• [YOUR GOAL]
Only the lines from the one containing "of the bleacher" through the last line below should be written out, exactly and with both ends kept.

• [WORKING DATA]
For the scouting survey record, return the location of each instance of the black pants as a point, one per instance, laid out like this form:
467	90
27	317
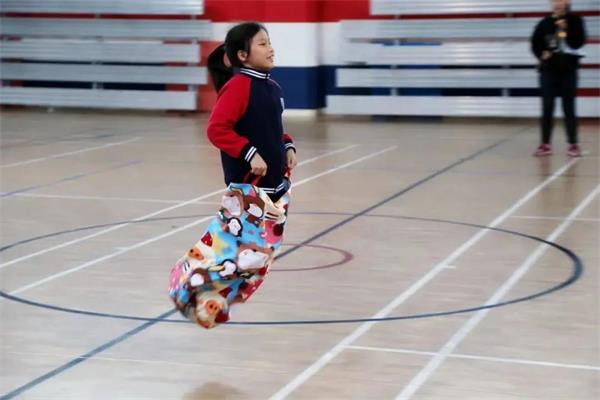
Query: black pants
554	83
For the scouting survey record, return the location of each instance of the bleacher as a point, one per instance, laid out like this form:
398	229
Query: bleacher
490	52
102	53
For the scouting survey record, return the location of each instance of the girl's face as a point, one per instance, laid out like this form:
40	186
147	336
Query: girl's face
560	6
261	55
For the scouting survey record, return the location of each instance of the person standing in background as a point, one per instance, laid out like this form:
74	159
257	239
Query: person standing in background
555	42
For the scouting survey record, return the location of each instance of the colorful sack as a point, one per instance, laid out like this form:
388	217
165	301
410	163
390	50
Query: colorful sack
231	260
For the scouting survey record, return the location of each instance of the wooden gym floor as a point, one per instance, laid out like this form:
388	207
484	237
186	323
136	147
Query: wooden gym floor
424	260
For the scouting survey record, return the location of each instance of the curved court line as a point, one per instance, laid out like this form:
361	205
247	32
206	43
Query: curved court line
148	324
576	273
158	212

• [RESULT]
For the scouting survey record, return the location of each instance of the bleacher as a point, one per instance, laid out like this form:
398	229
Query: bleacher
490	52
102	53
For the scouting survey record, return the location of each instance of the girl's face as a point, one per instance, laid out like this form:
40	186
147	336
Query: girl's face
560	6
261	55
For the scouting survey record, return the location of each instance of the person standing in background as a point, one per instance, laid out like this form:
74	159
257	239
Query: person standing in background
555	42
For the scouting survey record, return the location of each instance of the colorful sack as a point, one per instance, laid out like this form:
388	217
165	301
410	163
390	50
Query: colorful sack
231	260
For the scouting survey record, return the location of each instance of the wooden gym floor as a point, one per instance, laid out like this form:
388	207
484	237
186	323
136	147
Query: wooden gym floor
424	260
For the scouting survey record, return the location of each instance of the curved court line as a point, one per instance, laid out like this form:
361	205
247	32
206	43
Query: curved court line
148	324
576	273
158	212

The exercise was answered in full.